### Passage provided
Arkadi Alexandrovich Suvorov (15 (27) August 1784 - 13 April 1811), Count Rymniksky, was a Russian general. A son of Alexander Suvorov, he rose to the rank of lieutenant general.

Life
He fought in the Italian and Swiss expedition (1799–1800). After his father's death Arkadi married Elena Aleksandrovna Naryshkina (1785–1855 ). He fought in the wars with France in 1807, in Austria in 1809 and in Turkey from 1810 to 1811. He commanded 9th Infantry Division, stationed in the Ukraine, from 1807 onwards. He was killed while crossing the Râmnicul Sărat River on 13 April 1811, though the story stating that he was drowned trying to save his coachman originated with his biographer E. Fuks and is not supported by his memoirs and documentary sources. It is however, supported by Aleksey Yermolov's memoirs, as well as by the military historian Christopher Duffy. He is buried at the New Jerusalem Monastery. He had two daughters - Mary and Barbara - and two sons - Alexander and Constantine.

### Working data
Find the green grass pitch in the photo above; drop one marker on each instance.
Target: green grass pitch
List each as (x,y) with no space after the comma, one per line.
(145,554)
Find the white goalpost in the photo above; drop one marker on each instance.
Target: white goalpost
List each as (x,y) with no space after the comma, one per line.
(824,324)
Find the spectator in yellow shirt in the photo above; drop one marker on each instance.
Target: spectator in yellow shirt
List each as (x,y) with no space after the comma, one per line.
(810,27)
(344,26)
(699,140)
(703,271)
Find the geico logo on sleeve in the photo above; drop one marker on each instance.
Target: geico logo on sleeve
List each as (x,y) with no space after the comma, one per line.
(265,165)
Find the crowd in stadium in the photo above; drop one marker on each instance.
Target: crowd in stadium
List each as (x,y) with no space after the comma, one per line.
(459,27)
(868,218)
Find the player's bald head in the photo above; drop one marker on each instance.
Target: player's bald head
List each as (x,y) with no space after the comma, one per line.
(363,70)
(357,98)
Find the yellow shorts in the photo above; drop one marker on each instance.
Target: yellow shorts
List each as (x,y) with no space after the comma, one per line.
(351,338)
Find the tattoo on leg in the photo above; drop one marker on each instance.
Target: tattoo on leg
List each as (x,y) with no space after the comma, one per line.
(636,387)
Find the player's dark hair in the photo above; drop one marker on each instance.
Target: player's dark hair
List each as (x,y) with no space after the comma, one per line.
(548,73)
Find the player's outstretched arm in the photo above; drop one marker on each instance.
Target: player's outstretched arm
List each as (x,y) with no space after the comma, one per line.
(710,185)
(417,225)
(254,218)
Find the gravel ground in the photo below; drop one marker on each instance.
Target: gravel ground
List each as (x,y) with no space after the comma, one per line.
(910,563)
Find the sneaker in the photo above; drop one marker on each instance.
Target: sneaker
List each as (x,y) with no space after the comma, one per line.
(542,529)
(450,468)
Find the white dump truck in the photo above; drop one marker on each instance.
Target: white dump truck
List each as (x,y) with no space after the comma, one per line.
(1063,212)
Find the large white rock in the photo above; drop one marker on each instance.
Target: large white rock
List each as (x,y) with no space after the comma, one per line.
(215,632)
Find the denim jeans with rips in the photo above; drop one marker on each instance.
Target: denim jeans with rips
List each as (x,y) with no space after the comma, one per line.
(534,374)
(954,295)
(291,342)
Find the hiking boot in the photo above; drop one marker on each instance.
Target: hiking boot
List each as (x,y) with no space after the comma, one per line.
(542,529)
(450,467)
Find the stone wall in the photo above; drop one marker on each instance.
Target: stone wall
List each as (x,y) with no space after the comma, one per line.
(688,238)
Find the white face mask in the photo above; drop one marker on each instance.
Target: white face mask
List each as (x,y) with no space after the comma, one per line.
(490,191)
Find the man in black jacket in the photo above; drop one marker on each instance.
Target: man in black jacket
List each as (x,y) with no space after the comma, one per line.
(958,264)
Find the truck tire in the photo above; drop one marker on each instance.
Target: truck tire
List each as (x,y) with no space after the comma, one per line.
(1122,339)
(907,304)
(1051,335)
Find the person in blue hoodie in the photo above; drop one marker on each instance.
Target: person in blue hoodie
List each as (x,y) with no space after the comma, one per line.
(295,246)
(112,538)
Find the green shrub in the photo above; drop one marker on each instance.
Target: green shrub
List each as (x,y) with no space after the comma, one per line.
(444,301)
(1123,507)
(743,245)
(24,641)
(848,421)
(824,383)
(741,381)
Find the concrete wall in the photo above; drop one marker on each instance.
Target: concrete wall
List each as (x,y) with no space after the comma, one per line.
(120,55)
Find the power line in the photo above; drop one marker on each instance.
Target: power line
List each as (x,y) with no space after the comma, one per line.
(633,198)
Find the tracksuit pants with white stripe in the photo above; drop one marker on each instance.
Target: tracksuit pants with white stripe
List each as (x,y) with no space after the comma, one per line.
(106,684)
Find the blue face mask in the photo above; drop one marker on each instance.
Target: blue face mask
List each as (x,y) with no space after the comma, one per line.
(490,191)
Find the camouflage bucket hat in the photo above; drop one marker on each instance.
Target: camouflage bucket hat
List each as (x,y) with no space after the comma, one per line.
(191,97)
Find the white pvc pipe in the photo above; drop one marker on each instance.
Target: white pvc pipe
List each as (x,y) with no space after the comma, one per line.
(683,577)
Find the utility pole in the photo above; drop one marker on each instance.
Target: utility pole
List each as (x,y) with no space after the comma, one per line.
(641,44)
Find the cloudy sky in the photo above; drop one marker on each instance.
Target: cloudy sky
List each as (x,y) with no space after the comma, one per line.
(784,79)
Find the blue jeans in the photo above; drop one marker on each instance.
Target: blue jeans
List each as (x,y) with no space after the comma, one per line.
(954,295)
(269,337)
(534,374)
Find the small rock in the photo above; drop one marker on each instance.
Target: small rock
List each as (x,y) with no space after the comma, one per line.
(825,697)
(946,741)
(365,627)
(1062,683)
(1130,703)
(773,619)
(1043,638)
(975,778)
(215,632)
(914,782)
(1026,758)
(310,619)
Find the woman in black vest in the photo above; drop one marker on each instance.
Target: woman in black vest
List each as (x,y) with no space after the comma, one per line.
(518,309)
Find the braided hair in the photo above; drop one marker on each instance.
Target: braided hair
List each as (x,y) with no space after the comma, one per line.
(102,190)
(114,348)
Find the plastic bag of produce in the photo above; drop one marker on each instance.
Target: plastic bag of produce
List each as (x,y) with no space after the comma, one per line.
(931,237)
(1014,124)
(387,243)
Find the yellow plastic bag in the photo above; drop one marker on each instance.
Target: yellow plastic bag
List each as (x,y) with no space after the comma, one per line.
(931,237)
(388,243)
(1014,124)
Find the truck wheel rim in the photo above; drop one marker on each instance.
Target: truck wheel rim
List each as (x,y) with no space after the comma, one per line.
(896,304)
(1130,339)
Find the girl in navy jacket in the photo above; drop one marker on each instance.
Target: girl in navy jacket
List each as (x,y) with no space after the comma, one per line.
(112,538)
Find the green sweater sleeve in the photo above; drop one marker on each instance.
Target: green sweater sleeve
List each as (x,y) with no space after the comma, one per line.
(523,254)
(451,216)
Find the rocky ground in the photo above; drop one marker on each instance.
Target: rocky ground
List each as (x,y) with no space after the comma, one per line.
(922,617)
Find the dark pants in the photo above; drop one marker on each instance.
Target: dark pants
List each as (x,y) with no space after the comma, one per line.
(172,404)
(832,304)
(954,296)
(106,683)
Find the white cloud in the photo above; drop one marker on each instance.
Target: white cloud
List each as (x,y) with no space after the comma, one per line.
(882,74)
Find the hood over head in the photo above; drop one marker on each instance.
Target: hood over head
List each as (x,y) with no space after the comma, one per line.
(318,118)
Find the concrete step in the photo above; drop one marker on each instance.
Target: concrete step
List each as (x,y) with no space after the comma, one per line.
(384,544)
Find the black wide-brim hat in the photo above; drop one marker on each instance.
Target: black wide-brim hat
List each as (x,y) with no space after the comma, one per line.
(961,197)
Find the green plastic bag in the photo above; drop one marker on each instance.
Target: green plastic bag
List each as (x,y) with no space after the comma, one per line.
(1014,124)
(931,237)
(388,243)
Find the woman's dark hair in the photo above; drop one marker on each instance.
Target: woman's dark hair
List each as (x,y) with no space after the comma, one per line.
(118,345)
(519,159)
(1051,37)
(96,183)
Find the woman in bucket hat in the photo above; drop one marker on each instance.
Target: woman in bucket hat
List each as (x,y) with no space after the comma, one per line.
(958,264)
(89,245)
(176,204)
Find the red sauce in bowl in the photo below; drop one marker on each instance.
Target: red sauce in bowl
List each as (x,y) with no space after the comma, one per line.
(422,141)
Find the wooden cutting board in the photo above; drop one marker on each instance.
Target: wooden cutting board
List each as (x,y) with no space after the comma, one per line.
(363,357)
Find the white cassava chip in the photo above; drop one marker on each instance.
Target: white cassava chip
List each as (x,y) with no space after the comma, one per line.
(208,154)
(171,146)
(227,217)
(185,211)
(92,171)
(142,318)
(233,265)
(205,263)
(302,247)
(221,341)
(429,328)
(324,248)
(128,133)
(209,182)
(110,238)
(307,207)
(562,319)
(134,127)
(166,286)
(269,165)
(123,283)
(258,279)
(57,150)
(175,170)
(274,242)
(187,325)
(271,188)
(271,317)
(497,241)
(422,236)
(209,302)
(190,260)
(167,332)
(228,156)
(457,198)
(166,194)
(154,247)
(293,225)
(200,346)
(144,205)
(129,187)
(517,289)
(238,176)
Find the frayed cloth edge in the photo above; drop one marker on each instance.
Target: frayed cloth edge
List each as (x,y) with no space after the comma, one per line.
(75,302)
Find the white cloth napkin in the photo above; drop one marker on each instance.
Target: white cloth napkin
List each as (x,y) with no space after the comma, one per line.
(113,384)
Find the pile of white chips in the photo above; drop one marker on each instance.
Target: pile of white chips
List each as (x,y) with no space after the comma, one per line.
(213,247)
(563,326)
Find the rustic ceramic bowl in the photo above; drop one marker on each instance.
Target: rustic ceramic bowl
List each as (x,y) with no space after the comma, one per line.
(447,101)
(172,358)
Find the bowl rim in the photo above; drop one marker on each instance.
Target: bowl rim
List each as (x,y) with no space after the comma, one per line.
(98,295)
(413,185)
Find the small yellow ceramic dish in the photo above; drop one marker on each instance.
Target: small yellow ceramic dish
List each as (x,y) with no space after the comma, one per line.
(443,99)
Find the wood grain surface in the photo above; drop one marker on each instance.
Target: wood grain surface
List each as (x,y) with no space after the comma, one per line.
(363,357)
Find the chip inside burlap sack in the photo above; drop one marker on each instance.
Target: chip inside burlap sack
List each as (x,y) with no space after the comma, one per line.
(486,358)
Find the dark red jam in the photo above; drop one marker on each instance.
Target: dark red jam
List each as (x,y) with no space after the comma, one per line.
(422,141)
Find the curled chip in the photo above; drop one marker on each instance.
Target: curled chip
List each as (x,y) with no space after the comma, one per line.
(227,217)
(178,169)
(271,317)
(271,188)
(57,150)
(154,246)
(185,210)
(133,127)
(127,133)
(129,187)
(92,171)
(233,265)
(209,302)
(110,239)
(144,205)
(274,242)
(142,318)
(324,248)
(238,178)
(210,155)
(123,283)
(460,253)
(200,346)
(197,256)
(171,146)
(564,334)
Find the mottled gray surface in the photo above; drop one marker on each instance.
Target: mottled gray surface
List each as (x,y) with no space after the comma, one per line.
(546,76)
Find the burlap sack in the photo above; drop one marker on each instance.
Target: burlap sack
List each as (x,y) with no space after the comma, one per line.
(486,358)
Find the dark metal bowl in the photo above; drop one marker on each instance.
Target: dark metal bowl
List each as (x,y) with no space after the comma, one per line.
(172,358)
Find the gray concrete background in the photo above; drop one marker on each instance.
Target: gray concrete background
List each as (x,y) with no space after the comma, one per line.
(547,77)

### Exercise requirements
1 – Please copy out the Arkadi Suvorov biography in full, word for word.
2 – Report how many lines in the entries contain the string "wide", giving only the number.

### Expected outputs
1 –
Arkadi Alexandrovich Suvorov (15 (27) August 1784 - 13 April 1811), Count Rymniksky, was a Russian general. A son of Alexander Suvorov, he rose to the rank of lieutenant general.

Life
He fought in the Italian and Swiss expedition (1799–1800). After his father's death Arkadi married Elena Aleksandrovna Naryshkina (1785–1855 ). He fought in the wars with France in 1807, in Austria in 1809 and in Turkey from 1810 to 1811. He commanded 9th Infantry Division, stationed in the Ukraine, from 1807 onwards. He was killed while crossing the Râmnicul Sărat River on 13 April 1811, though the story stating that he was drowned trying to save his coachman originated with his biographer E. Fuks and is not supported by his memoirs and documentary sources. It is however, supported by Aleksey Yermolov's memoirs, as well as by the military historian Christopher Duffy. He is buried at the New Jerusalem Monastery. He had two daughters - Mary and Barbara - and two sons - Alexander and Constantine.

2 – 2